┌─ TEXTE FOURNI
Comment contribuer à l’éducation au développement durable en montrant les contradictions, les limites, les difficultés ?

N° 2016-0946 - Rapport développement durable de la Métropole de Lyon - 2015 -

M. le Conseiller MILLET : Monsieur le Président, chers collègues, ce rapport est le premier de la Métropole, mais fait suite à ceux réalisés par la Communauté urbaine, avec lequel il marque d’ailleurs une évolution vers un document plus synthétique, plus pédagogique. Bien évidemment, le premier enjeu est d’intégrer les nouvelles compétences issues du Département et notamment les questions sociales, qui sont un des trois piliers du développement durable, mais aussi des compétences sur l’agriculture, le transport ou les collèges qui sont elles aussi des enjeux importants de toute politique de développement durable.

Mais on ne peut aborder ce rapport sans tirer les leçons de la COP21, tant cet événement a été marquant. Mais, s’il est marquant comme événement médiatique, il n’est vraiment pas un tournant des politiques mondiales contre le réchauffement climatique. James Hansen, l’un des scientifiques américains les plus connus, qui avait alerté le Congrès sur le dérèglement climatique en 1988, dit : « C’est une imposture, c’est un faux ».

Le blogueur climatique du journal Le Monde et auteur connu, Sylvestre Huet, parle du caractère schizophrène du texte qui, dès le préambule, précise qu’il existe un « écart significatif » -euphémisme de diplomate- entre les promesses agrégées des États en termes d’émissions de gaz à effet de serre et l’objectif climatique des 2°C, ce qui ne les a pas empêchés d’évoquer l’objectif de 1,5°C !

Or, la température d’octobre 2014 avait déjà frôlé le 1°C de plus et les trois derniers mois de 2015 sont pour la première fois tous au-dessus du 1°C ! Et tous les climatologues expliquent que la quantité de gaz à effet de serre déjà émise fin 2015 représente une augmentation à venir de 0,6°C. Autrement dit, nous avons déjà dépassé le 1,5°C que nous ont promis les dirigeants de la COP21 ! En fait, si les objectifs de réductions volontaires d’émissions déposés à la convention sont tous respectés -ce qui est plus qu’incertain-, la planète est sur une trajectoire aux alentours des 3°C.

Et ne parlons pas du transport aérien qui reste toujours en-dehors de toute action de réduction des émissions -et vous savez bien pourquoi-, puisque les Gouvernements, de Gauche comme de Droite, sont tous persuadés qu’il faut suivre les conseils des gourous de Chicago pour spécialiser chaque économie sur ses « avantages comparatifs » dans la concurrence et, donc, bien sûr pour booster les échanges.
└─
_TÂCHES À FAIRE_:
a: Recopiez le passage du texte fourni qui va de "N° 2016-0946 - Rapport" à "de développement durable.".
b: Répondez à ces questions sur le texte fourni :
(i) En quelle année James Hansen a-t-il alerté le Congrès sur le dérèglement climatique ?
(ii) Selon les climatologues, quelle hausse de température à venir correspond aux gaz à effet de serre déjà émis fin 2015 ?
(iii) Si tous les objectifs de réduction volontaire sont tenus, vers quelle hausse de température la planète se dirige-t-elle ?
Les items n'ont aucun rôle ici.
┌─ DONNÉES EXTRAITES
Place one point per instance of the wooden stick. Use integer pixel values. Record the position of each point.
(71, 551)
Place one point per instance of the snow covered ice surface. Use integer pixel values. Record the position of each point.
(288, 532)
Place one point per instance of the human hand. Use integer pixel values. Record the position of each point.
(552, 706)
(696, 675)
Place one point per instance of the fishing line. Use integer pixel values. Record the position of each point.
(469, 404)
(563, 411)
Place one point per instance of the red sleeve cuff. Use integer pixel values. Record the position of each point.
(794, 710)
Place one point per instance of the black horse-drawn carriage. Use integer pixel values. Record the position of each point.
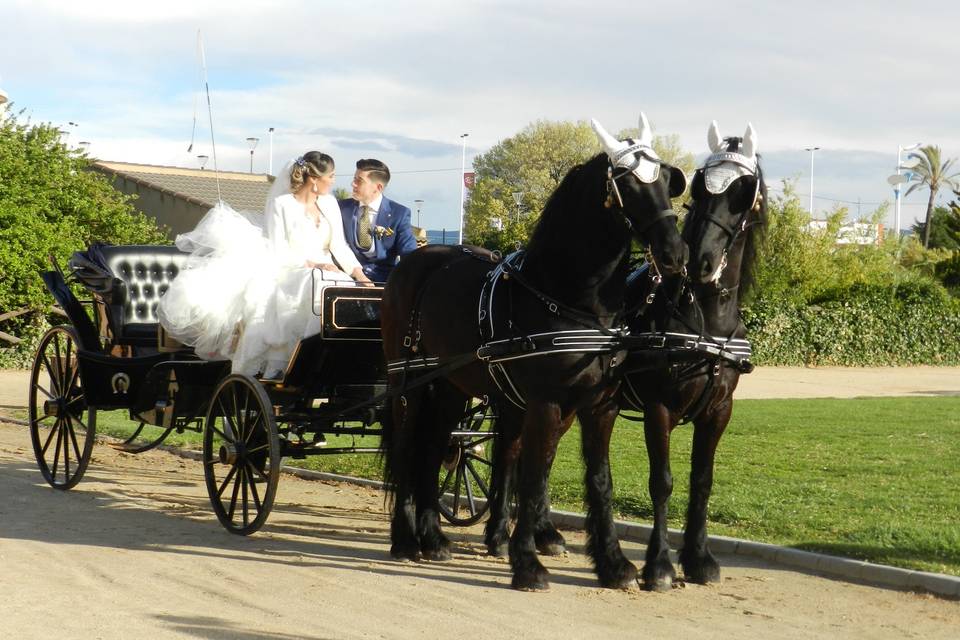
(118, 357)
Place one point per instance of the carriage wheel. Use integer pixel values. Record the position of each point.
(62, 426)
(467, 468)
(241, 454)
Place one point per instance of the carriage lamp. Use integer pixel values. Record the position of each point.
(253, 145)
(518, 199)
(419, 203)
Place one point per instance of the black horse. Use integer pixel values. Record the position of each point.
(447, 306)
(725, 223)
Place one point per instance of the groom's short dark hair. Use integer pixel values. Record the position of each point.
(378, 171)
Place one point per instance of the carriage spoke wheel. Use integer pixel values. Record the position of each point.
(62, 427)
(241, 454)
(467, 468)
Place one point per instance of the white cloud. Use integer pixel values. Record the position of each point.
(858, 75)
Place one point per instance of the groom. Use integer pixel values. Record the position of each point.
(376, 228)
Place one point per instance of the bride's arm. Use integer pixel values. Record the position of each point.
(276, 225)
(339, 248)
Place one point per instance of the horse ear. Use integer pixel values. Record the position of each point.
(678, 182)
(750, 142)
(646, 131)
(610, 144)
(714, 140)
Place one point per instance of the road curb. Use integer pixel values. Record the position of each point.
(832, 566)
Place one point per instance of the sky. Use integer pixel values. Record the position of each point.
(402, 81)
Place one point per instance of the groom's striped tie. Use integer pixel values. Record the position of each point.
(364, 237)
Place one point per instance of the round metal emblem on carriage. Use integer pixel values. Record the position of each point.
(120, 382)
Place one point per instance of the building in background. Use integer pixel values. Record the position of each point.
(177, 198)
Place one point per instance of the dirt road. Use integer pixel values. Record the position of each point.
(135, 551)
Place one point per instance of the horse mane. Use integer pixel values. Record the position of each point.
(754, 238)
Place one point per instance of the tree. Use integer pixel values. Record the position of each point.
(944, 228)
(51, 205)
(532, 163)
(934, 175)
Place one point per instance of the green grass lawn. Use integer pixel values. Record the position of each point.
(874, 479)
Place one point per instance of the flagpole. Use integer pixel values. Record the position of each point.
(463, 183)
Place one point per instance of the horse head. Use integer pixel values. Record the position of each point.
(641, 186)
(728, 198)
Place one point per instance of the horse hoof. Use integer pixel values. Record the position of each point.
(531, 581)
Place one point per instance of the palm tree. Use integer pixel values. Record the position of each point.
(933, 175)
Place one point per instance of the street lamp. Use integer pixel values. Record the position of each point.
(270, 169)
(418, 203)
(463, 185)
(812, 150)
(518, 199)
(253, 145)
(897, 179)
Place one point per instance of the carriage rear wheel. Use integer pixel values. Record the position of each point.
(62, 426)
(467, 467)
(241, 454)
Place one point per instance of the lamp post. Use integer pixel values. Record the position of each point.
(253, 145)
(812, 150)
(463, 186)
(418, 203)
(270, 165)
(897, 179)
(518, 199)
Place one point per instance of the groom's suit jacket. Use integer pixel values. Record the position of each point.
(389, 248)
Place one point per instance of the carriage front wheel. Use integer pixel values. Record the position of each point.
(241, 454)
(62, 426)
(467, 467)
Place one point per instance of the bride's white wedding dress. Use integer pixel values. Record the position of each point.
(245, 293)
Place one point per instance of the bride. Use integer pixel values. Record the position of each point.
(247, 289)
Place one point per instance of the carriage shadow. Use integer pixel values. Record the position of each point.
(124, 509)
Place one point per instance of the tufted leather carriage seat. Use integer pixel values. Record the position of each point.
(129, 280)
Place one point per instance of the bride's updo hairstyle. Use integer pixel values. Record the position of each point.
(311, 164)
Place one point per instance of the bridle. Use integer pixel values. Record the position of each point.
(617, 168)
(743, 222)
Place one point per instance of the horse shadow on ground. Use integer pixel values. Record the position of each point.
(113, 508)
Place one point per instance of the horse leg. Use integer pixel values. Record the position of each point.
(698, 563)
(503, 478)
(612, 567)
(446, 406)
(548, 540)
(542, 427)
(399, 462)
(658, 571)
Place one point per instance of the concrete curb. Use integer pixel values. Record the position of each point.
(833, 566)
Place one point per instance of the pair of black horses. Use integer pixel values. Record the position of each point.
(573, 285)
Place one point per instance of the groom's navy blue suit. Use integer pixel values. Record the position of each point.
(389, 248)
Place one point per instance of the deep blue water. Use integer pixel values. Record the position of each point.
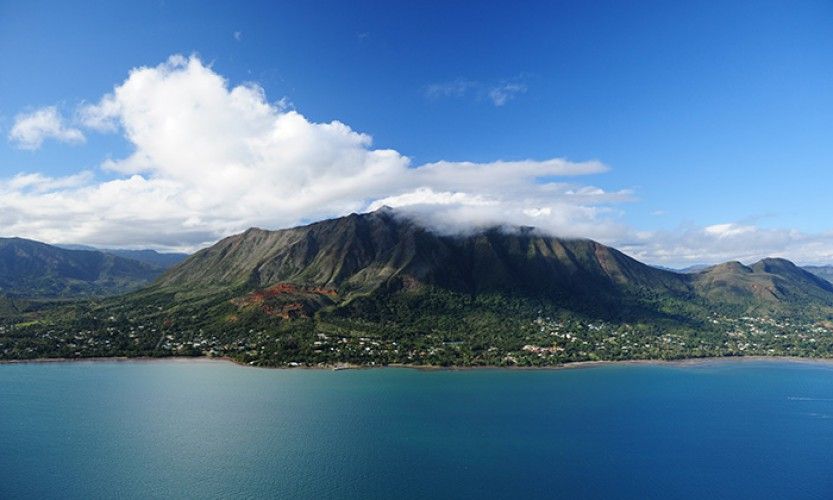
(211, 429)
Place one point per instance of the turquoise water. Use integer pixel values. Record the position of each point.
(211, 429)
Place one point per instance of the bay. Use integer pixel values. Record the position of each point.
(208, 429)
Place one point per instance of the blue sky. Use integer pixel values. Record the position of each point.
(708, 114)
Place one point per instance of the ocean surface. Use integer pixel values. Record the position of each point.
(201, 429)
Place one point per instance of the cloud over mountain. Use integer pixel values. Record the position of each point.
(210, 158)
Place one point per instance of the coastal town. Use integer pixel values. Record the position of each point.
(544, 341)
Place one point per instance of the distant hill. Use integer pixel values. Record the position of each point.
(379, 288)
(164, 260)
(33, 269)
(362, 264)
(824, 272)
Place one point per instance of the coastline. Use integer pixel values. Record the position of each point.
(575, 365)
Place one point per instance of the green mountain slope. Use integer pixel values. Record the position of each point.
(32, 269)
(379, 288)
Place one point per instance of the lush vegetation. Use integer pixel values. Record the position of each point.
(373, 289)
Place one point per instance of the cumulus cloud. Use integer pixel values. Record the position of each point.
(729, 241)
(210, 159)
(31, 129)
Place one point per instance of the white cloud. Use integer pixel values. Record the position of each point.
(501, 94)
(497, 93)
(210, 159)
(31, 129)
(729, 241)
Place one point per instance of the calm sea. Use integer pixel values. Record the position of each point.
(203, 429)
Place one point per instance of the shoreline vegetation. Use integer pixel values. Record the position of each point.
(347, 366)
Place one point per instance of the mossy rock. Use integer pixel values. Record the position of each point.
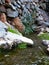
(22, 45)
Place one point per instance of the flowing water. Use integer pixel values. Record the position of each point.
(35, 55)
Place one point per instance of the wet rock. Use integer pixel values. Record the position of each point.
(45, 42)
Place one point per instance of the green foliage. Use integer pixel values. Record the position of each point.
(22, 45)
(14, 31)
(28, 21)
(44, 36)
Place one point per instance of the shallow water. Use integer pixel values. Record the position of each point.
(36, 55)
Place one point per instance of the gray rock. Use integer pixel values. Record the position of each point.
(45, 42)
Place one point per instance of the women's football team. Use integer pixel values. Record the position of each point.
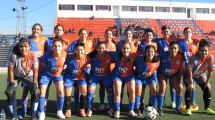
(37, 61)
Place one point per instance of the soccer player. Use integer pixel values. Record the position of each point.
(100, 72)
(123, 74)
(58, 33)
(23, 66)
(148, 40)
(145, 73)
(110, 46)
(89, 46)
(200, 70)
(75, 74)
(188, 47)
(37, 41)
(53, 63)
(128, 38)
(163, 46)
(172, 63)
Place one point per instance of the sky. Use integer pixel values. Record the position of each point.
(38, 11)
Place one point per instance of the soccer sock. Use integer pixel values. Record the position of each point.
(160, 101)
(90, 100)
(173, 95)
(102, 95)
(178, 101)
(187, 99)
(193, 102)
(34, 104)
(117, 106)
(60, 103)
(137, 102)
(110, 96)
(207, 97)
(67, 103)
(154, 101)
(82, 102)
(24, 105)
(76, 97)
(131, 105)
(42, 104)
(12, 107)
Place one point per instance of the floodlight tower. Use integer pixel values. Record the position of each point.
(20, 17)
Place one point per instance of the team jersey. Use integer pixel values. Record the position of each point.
(142, 68)
(171, 66)
(187, 49)
(76, 69)
(162, 45)
(89, 46)
(24, 68)
(111, 46)
(134, 46)
(51, 65)
(142, 46)
(199, 67)
(38, 45)
(100, 66)
(49, 43)
(123, 67)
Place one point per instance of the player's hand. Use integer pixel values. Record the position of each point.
(10, 91)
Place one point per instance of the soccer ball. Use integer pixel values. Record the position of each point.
(150, 113)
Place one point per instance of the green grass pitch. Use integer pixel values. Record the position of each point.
(169, 114)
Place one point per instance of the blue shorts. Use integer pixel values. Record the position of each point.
(123, 80)
(47, 79)
(69, 83)
(143, 81)
(106, 80)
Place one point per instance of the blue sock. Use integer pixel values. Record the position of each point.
(12, 107)
(110, 97)
(137, 102)
(178, 101)
(131, 105)
(117, 106)
(42, 104)
(102, 95)
(160, 102)
(173, 95)
(60, 103)
(193, 102)
(24, 105)
(154, 100)
(76, 98)
(90, 100)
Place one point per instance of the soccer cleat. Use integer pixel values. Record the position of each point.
(60, 115)
(89, 113)
(160, 112)
(82, 113)
(68, 114)
(102, 107)
(117, 114)
(132, 113)
(139, 114)
(210, 111)
(42, 116)
(173, 105)
(194, 107)
(188, 112)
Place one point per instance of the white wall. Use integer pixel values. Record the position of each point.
(123, 14)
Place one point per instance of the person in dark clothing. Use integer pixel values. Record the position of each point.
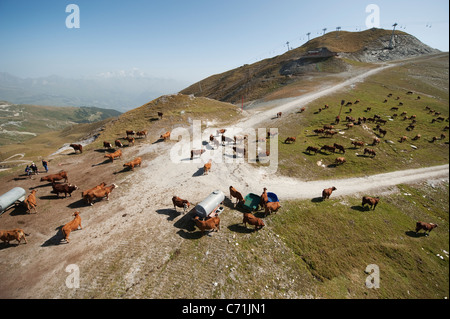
(45, 164)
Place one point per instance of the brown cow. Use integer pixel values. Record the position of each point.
(99, 193)
(197, 152)
(212, 223)
(77, 147)
(234, 193)
(370, 151)
(271, 207)
(165, 136)
(291, 139)
(178, 202)
(113, 156)
(107, 144)
(371, 201)
(358, 144)
(250, 219)
(328, 148)
(207, 167)
(136, 162)
(142, 133)
(130, 140)
(74, 224)
(327, 192)
(118, 143)
(100, 186)
(56, 177)
(63, 188)
(14, 234)
(425, 226)
(30, 202)
(339, 147)
(310, 149)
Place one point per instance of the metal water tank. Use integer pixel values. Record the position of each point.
(210, 203)
(10, 197)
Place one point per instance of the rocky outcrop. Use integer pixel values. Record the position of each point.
(403, 46)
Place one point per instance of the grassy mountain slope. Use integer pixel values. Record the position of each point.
(262, 78)
(19, 123)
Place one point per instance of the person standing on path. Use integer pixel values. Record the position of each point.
(45, 164)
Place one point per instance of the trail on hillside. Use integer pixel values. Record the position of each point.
(228, 169)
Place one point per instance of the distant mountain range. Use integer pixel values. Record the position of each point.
(121, 90)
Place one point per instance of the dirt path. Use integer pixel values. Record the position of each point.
(135, 234)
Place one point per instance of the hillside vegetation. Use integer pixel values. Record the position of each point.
(427, 78)
(355, 50)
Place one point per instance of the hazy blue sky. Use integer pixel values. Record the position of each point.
(187, 39)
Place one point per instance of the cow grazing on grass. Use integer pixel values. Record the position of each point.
(252, 220)
(63, 189)
(382, 132)
(375, 141)
(182, 203)
(313, 149)
(118, 143)
(207, 167)
(291, 139)
(330, 133)
(74, 224)
(14, 234)
(212, 223)
(339, 147)
(77, 147)
(30, 202)
(371, 201)
(427, 227)
(235, 194)
(113, 156)
(358, 144)
(165, 136)
(132, 164)
(370, 151)
(99, 193)
(142, 133)
(197, 152)
(271, 207)
(328, 148)
(327, 192)
(130, 140)
(56, 177)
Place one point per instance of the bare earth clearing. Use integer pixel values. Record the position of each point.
(127, 245)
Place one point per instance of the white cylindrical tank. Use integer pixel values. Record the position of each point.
(10, 197)
(210, 203)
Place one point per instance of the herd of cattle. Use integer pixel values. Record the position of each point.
(328, 130)
(102, 191)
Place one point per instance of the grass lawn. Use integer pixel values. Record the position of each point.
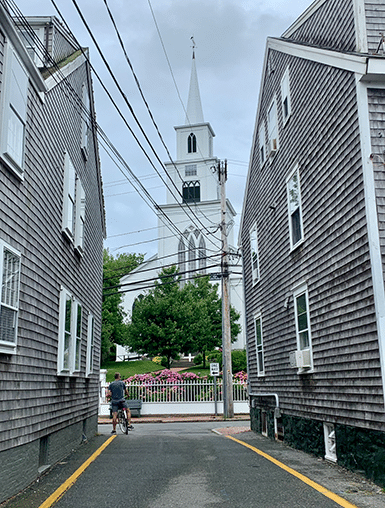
(128, 369)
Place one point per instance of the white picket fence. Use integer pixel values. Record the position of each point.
(195, 396)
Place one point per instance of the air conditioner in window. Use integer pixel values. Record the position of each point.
(273, 146)
(300, 359)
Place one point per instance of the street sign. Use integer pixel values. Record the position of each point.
(214, 369)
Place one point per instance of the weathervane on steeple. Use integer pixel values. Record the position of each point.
(193, 46)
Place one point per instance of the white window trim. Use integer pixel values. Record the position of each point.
(67, 194)
(7, 347)
(85, 114)
(262, 132)
(300, 242)
(75, 309)
(286, 78)
(255, 277)
(257, 317)
(61, 371)
(80, 216)
(90, 345)
(9, 55)
(297, 292)
(272, 147)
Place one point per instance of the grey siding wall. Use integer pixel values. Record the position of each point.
(331, 26)
(375, 23)
(376, 101)
(36, 402)
(322, 137)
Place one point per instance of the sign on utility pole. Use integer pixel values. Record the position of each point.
(228, 404)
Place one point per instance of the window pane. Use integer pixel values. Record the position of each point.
(67, 325)
(296, 228)
(15, 137)
(293, 193)
(301, 304)
(7, 324)
(302, 322)
(260, 362)
(10, 282)
(304, 340)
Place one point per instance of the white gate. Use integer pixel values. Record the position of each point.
(195, 396)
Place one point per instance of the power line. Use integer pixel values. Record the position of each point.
(136, 119)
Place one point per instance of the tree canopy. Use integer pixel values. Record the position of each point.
(114, 327)
(171, 319)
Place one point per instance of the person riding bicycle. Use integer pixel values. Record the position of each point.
(117, 389)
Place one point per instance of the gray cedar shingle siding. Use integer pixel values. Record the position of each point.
(375, 23)
(331, 26)
(376, 101)
(334, 260)
(36, 401)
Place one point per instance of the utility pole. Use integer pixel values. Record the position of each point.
(228, 404)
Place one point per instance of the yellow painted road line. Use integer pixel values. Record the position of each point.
(334, 497)
(72, 479)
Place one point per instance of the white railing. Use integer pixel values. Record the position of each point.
(194, 390)
(196, 396)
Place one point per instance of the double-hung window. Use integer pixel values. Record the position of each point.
(272, 128)
(254, 255)
(90, 345)
(9, 303)
(13, 112)
(85, 120)
(302, 324)
(259, 345)
(294, 208)
(70, 334)
(285, 96)
(69, 197)
(262, 145)
(74, 200)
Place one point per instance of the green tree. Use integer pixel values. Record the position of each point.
(114, 328)
(172, 319)
(204, 326)
(157, 318)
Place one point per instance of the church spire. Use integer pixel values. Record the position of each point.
(194, 112)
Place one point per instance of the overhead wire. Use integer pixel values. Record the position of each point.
(102, 136)
(137, 121)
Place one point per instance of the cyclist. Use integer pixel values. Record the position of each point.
(117, 389)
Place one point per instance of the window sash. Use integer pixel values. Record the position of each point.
(10, 261)
(302, 319)
(285, 95)
(254, 255)
(90, 345)
(294, 208)
(272, 121)
(14, 111)
(259, 345)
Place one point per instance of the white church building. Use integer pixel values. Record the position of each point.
(193, 206)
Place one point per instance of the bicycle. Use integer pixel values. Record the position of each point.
(122, 421)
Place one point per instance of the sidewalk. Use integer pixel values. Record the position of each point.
(179, 418)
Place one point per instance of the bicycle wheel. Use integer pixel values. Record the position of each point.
(123, 424)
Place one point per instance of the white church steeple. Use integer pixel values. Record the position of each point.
(194, 112)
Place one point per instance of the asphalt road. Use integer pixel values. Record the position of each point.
(180, 465)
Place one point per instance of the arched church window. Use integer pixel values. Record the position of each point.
(191, 257)
(191, 143)
(202, 255)
(182, 257)
(191, 192)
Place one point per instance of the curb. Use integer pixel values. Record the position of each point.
(178, 418)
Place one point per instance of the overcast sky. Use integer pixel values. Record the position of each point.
(230, 37)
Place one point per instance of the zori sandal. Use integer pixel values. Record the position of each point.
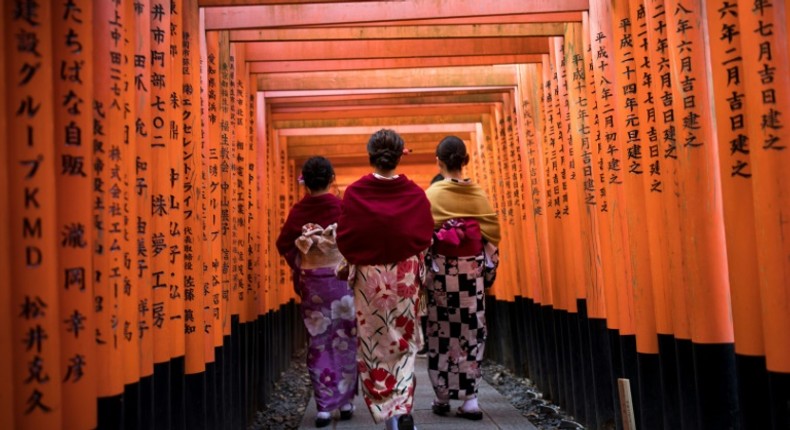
(469, 415)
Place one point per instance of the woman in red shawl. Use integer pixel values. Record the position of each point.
(384, 228)
(307, 241)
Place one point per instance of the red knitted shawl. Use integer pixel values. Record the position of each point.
(322, 210)
(384, 221)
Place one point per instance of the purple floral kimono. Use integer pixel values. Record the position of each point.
(329, 316)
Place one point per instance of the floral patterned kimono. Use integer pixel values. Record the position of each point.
(387, 298)
(384, 229)
(329, 316)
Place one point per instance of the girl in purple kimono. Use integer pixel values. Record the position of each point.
(307, 241)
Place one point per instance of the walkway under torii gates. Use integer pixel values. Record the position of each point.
(636, 152)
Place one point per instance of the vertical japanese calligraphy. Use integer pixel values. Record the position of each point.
(163, 177)
(143, 185)
(193, 184)
(213, 180)
(72, 131)
(763, 28)
(6, 319)
(34, 232)
(734, 147)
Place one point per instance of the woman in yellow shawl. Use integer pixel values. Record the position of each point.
(463, 260)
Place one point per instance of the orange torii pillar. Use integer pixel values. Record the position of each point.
(175, 241)
(142, 221)
(533, 78)
(631, 116)
(130, 289)
(528, 178)
(735, 146)
(213, 228)
(672, 325)
(604, 316)
(573, 235)
(73, 126)
(502, 289)
(613, 229)
(516, 172)
(559, 282)
(226, 136)
(592, 310)
(161, 206)
(191, 136)
(600, 91)
(113, 151)
(32, 242)
(704, 245)
(647, 155)
(6, 327)
(764, 29)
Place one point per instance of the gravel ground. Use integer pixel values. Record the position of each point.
(293, 390)
(291, 394)
(526, 397)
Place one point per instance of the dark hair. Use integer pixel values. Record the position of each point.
(452, 152)
(317, 173)
(385, 147)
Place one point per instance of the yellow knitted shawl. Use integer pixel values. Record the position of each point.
(451, 199)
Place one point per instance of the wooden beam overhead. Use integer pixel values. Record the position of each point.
(410, 98)
(397, 32)
(389, 63)
(453, 77)
(379, 121)
(524, 18)
(356, 149)
(405, 48)
(380, 111)
(290, 15)
(367, 129)
(362, 139)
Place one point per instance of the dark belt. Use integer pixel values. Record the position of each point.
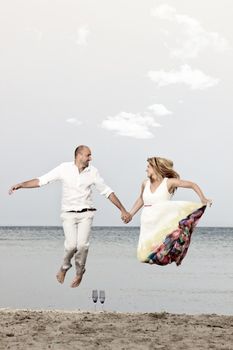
└─
_RÉPONSES PAR TÂCHE_:
a:
N° 2016-0946 - Rapport développement durable de la Métropole de Lyon - 2015 -

M. le Conseiller MILLET : Monsieur le Président, chers collègues, ce rapport est le premier de la Métropole, mais fait suite à ceux réalisés par la Communauté urbaine, avec lequel il marque d’ailleurs une évolution vers un document plus synthétique, plus pédagogique. Bien évidemment, le premier enjeu est d’intégrer les nouvelles compétences issues du Département et notamment les questions sociales, qui sont un des trois piliers du développement durable, mais aussi des compétences sur l’agriculture, le transport ou les collèges qui sont elles aussi des enjeux importants de toute politique de développement durable.

b:
(i) En 1988.
(ii) Une hausse de 0,6 °C.
(iii) Environ 3 °C.